**Yapılacak iş:**
Aşağıdaki blog yazısında "19 Şubat 2010" ile "miyim mesela ?" arasında kalan bölümü, bu iki ifade de dahil olmak üzere, hiçbir değişiklik yapmadan yazdırın.

**Alıntı metin:**
25 Şubat 2010 Perşembe
20 Şubat 2010 Cumartesi
Cuma günü bitmeyecek sandım
bitmek bilmedi
tek yararın bir kitabın bitmesi oldu
bi de tvde volkan konak vardı, dido'yu söylerken kazım koyuncu bahanesiyle rahat rahat ağladım annemin karşısında
daha geçen gün kızlarla ayy ne kötü ay oldu bu Şubat dedik
Mart'ın gelişi Şubat'tan belliymiş
iş hayatımız iyiyken aşk hayatımızda çuvalladık
2'ye 1 mücadele ediyorum ofiste
eh onlara göre daha halliceyim..
neyse
kısmet diyoruz her şeye..
olacağına varıyor sen bi taraflarını yırtsanda..
19 Şubat 2010 Cuma
ayşe demiş ki...
aşk kırılgan bir kelebek
ne güzel anlatmış...
mutlaka okuyun, tık...
seviyorum bu kadını
yazıdaki olayı yapabilir miyim mesela ?
ııh
çünkü fotoğraf çektirmeyi hiç ama hiç sevmeyen bir sevgilim var...
15 Şubat 2010 Pazartesi
14 Şubat 2010 Pazar
sevgilim bugün..
Manisa yollarında...
Hani bahsetmiştim ya 2 Şubat'tan, ilişkimizin başladığını hissettiğimiz günden, tam 12 gün sonra Kadıköy'de maç vardı yine, ilk zamanlarda kimse bilmiyordu, o gün ne yanıma geldi, ne konuştu, ne de bu özel günden bahsetti,
o gün Allah Allah kendi kendime gelin güvey mi oluyorum ben dememe sebep olsa da sonradan özel diye adlandırılan hiçbir günü kutlamadığını öğrenecektim...
kendi doğum günü dahil hiç bir özel günü kutlamıyor, hediye olayına gelince, bir sebep olmaksızın bana sürpriz hediye aldığı o kadar çok olmuştur ki, haliyle ben de yok sevgililer günü yok tanışma yıldönümümüz gibi saçma sapan beklentiler içinde olmuyorum.
sevgililer gününün anlamını yitirdiği ticari bir olaya döndüğünü düşünmekle beraber iyimser olarak baktığımda bir çok insan için "sebep" olduğunu düşünüyorum. Şöyle ki; babam anlatır bize yeni kıyafet alınması için bayramları beklemek zorundaydık der, aşkını sevgisini bir türlü ifade edemeyen biri bu gün elinde kalpli bir hediye ile gidip her şeyi itiraf edebilir :) ya da gerçekten maddi durumu zamansız hediye almaya müsait olmayanlar bu gün ufak bir hediye ile içlerini rahatlatabilir, yılda 1 kez bile olsa aldım bir hediye diyebilir. Mücevher alımına gelecek olursak, tektaş satışları patlıyor 14 Şubat öncesinde, neden ? çünkü evlenme teklif ediyorlar, nasıl olsa alınacak bu tektaş, nişanda, düğünde, artık olmazsa olmaz oldu.. bari bugün alınsın hem özel olur, hem teklifi kurtarır, hem de taşının büyüklüğüne küçüklüğüne bakılmaz evlilik teklifi heyecanıyla :)

**Verilen malzeme:**
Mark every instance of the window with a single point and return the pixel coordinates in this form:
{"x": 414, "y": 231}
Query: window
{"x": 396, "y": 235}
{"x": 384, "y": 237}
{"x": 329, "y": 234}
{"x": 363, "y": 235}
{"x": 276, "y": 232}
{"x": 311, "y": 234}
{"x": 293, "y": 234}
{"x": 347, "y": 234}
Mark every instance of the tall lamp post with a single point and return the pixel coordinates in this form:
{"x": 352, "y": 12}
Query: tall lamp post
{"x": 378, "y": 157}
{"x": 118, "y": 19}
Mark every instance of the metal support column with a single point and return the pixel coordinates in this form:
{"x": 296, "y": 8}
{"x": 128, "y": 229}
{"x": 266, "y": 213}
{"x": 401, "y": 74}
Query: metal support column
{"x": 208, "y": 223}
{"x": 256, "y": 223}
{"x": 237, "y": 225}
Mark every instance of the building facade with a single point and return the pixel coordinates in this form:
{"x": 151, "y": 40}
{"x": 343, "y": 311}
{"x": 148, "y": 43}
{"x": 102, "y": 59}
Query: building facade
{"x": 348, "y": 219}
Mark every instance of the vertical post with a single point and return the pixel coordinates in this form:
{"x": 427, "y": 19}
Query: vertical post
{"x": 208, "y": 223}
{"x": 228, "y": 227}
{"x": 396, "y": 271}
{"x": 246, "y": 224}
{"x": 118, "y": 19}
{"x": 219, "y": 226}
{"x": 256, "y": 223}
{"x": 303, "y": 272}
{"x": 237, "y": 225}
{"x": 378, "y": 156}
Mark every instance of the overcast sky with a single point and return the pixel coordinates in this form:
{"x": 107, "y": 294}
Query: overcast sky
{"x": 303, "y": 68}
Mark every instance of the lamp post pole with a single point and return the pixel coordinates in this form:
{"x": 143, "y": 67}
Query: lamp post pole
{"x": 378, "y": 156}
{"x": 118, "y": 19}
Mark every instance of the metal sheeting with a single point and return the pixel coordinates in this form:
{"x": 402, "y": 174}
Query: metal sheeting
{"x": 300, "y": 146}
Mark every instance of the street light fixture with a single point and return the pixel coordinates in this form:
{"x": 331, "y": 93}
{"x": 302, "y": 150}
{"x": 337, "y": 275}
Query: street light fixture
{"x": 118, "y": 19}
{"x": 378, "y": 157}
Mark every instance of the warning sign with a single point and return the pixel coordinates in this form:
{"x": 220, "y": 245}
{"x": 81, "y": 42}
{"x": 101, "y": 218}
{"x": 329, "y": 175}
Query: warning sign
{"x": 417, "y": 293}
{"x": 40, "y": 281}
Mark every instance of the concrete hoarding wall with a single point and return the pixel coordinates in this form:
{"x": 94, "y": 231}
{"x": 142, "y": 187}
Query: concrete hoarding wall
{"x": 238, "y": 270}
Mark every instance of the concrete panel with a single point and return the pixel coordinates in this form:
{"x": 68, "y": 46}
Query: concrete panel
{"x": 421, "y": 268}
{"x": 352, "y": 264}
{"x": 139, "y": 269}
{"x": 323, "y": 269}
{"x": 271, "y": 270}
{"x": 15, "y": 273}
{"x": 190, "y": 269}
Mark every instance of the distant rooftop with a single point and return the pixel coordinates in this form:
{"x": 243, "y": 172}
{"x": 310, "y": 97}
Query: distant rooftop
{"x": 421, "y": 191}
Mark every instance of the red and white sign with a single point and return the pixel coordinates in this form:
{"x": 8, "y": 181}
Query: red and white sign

**Görevin yanıtı:**
19 Şubat 2010 Cuma
ayşe demiş ki...
aşk kırılgan bir kelebek
ne güzel anlatmış...
mutlaka okuyun, tık...
seviyorum bu kadını
yazıdaki olayı yapabilir miyim mesela ?